* _PROBLEM_: Output the data word for word, dropping every image.

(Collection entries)
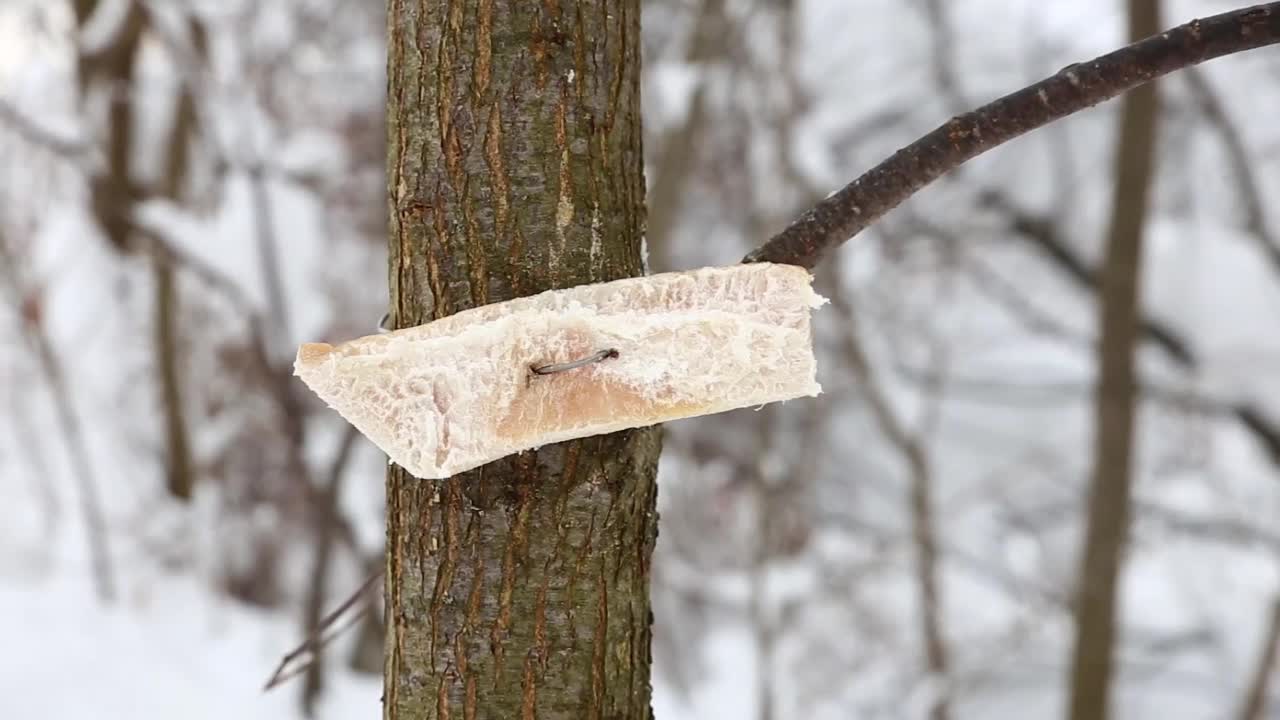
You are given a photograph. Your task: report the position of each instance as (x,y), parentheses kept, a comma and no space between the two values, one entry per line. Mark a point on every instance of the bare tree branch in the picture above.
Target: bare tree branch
(920,473)
(1116,397)
(1242,167)
(1073,89)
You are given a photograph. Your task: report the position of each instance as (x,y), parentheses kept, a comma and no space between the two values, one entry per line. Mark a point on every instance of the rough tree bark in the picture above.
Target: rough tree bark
(1106,534)
(517,589)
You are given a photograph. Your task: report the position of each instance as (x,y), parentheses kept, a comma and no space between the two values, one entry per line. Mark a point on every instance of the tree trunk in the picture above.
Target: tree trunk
(520,588)
(1107,532)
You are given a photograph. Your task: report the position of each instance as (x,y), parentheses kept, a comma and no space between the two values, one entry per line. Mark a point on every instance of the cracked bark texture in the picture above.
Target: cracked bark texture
(517,589)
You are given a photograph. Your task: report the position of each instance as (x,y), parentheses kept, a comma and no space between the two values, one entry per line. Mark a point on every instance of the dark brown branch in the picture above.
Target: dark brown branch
(301,657)
(1073,89)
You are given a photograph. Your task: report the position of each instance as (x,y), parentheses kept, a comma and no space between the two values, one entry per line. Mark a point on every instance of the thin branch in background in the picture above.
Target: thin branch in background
(1042,233)
(28,130)
(323,560)
(923,527)
(676,158)
(1116,397)
(1255,706)
(1240,164)
(69,427)
(1073,89)
(297,660)
(179,465)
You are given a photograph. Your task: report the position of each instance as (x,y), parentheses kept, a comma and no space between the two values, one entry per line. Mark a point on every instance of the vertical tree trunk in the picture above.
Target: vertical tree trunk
(1106,536)
(517,589)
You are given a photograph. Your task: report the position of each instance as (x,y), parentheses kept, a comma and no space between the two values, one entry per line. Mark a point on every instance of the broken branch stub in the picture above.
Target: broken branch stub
(488,382)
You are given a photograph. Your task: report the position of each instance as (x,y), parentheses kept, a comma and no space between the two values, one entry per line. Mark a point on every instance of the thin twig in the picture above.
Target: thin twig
(321,637)
(1240,164)
(1073,89)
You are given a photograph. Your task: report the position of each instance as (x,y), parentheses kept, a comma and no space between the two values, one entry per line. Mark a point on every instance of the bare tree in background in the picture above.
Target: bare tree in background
(1110,491)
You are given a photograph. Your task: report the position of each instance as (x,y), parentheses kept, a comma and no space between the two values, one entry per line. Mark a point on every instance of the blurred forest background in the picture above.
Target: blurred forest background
(193,187)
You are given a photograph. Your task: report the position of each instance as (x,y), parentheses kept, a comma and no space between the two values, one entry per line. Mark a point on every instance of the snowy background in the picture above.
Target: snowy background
(786,583)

* _EXERCISE RESULT_:
You are given a photograph. Your task: report the position of each instance as (x,y), parentheses kept, a comma and no space between the two values, one entry per line. Mark a point on every instance of the bare tree branch in the picture above.
Target: bare tree branch
(920,473)
(1116,397)
(1242,167)
(1073,89)
You are given a photograph. Your task: report the position of each instance as (x,y), parentheses kept, a comma and no space between the two values, one entry per line. Mark a point on every instance of the rough tree bark in the picture above.
Target: rough tree bark
(1106,534)
(517,589)
You are given a photograph. Your task: report the position of each instance as (x,y), parentheses kept, a comma and no space between the two values, one entry per line. Mark a point on every instance of the tree trunk in the picture above.
Target: tree trunk
(520,588)
(1107,532)
You are given a photograph. Your task: report the position of each instance as (x,y), parentheses kept, a comma and no space between the two values, one entry per line. Mark a point on every instance of the cracked bark texture in the picture above.
Target: cracked bark texture
(517,589)
You are given a photograph. Your task: report the position of each instance as (x,y), parentheses kept, a comma and no space between the two values, one entry per line. Mark a point on every instance of the dark brown branch in the picture above.
Target: dark brown branch
(301,657)
(1073,89)
You are given a photograph. Your task: report the position of each instance as (x,y), parentheses kept, a comma and no space between the two values, one entry per line. Mark a point on every instance of the thin branch in background in the picture above.
Target: thin branch in background
(1042,233)
(28,130)
(323,560)
(923,527)
(676,158)
(1116,397)
(1255,706)
(1240,164)
(69,427)
(1073,89)
(297,660)
(179,465)
You are given a photograph. Your task: report the position of each instance as (x,y), parentheses kept, a comma and no space between the two values, one entry per line. Mark a point on every instance of the vertical tree trunk in the picture above.
Target: vertical tree trunk
(1106,536)
(517,589)
You are given a photograph. Your task: report the position of each instance as (x,y), parentheses kept, a comma and no space between the two values, one entry per line. Mark a point on every instance of the broken branch stub in the picture above.
Target: broken branch stub
(488,382)
You are given a photograph. Your task: report the position of each instance as (x,y), parentheses kept, a comma and no space between the two values, one entry per line. Mark a point on every instance of the thin twig in the picture above.
Target: thin twig
(321,637)
(1240,164)
(1073,89)
You are given a photograph. Your task: report the position of each instance as (x,y), parentheses kept, a comma and no space between the two values, one entry per line. Mark a point on every instance of the bare tree in background in the picture above.
Target: bare tree in background
(1110,491)
You are given a photograph. Your task: report the position of each instance as (x,y), parentheses kept, a comma and no space between the two values, one entry per line. Mark a point on every instance of the blurred forest background in the picture above.
Target: blurred forest background
(193,187)
You are given a photograph. Your task: report the position of each instance as (x,y), parentheses kept, a comma and no space between the two values, one entry per line. Mark a point on every instance of the snowy background in the picture above.
Target: snowy background
(786,583)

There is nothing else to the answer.